Among the entries below, find the lines with "pants" and copy them.

=== Input records ===
= = = = =
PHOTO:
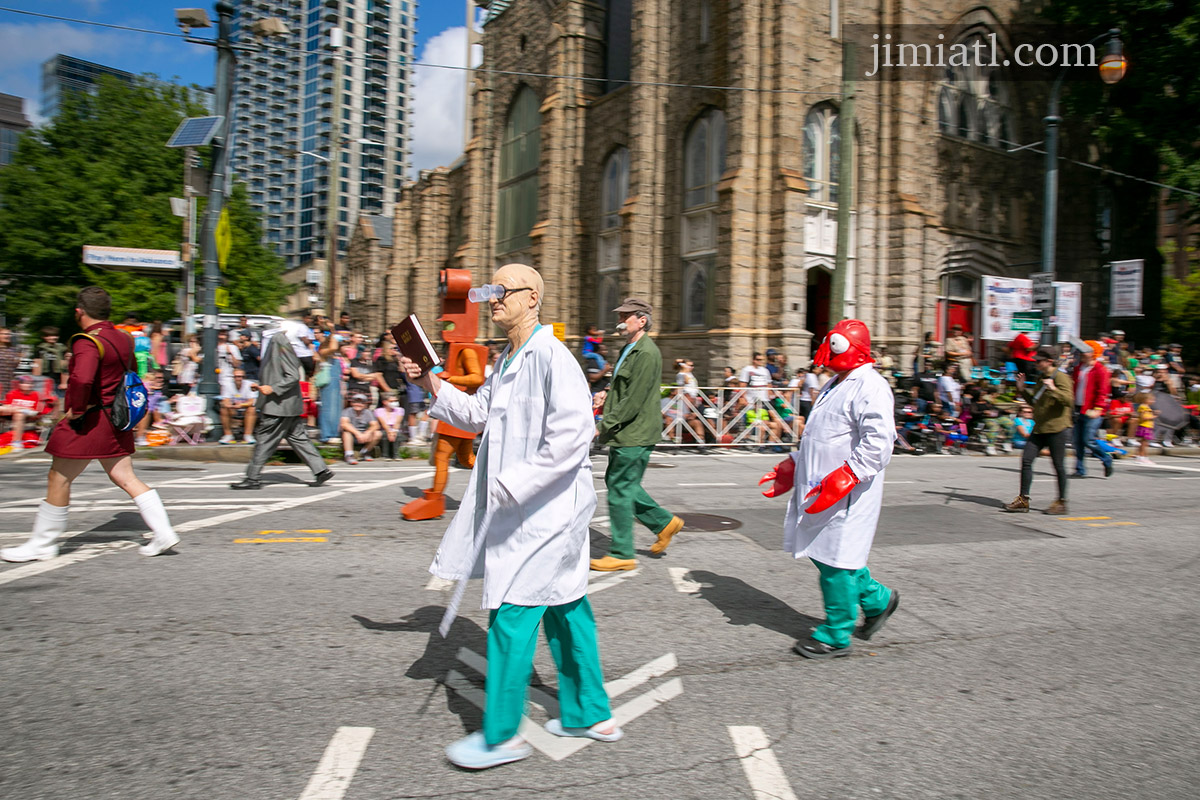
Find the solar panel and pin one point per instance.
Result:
= = = = =
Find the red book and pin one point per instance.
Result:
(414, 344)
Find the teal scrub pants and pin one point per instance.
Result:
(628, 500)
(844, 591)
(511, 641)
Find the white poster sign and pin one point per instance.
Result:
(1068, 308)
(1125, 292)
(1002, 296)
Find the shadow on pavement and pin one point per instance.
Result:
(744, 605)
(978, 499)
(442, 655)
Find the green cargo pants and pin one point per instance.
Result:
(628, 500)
= = = = =
=== Response ===
Find the teal scrub pants and pin one point per instance.
Find the green cargo pants and pin one point per instance.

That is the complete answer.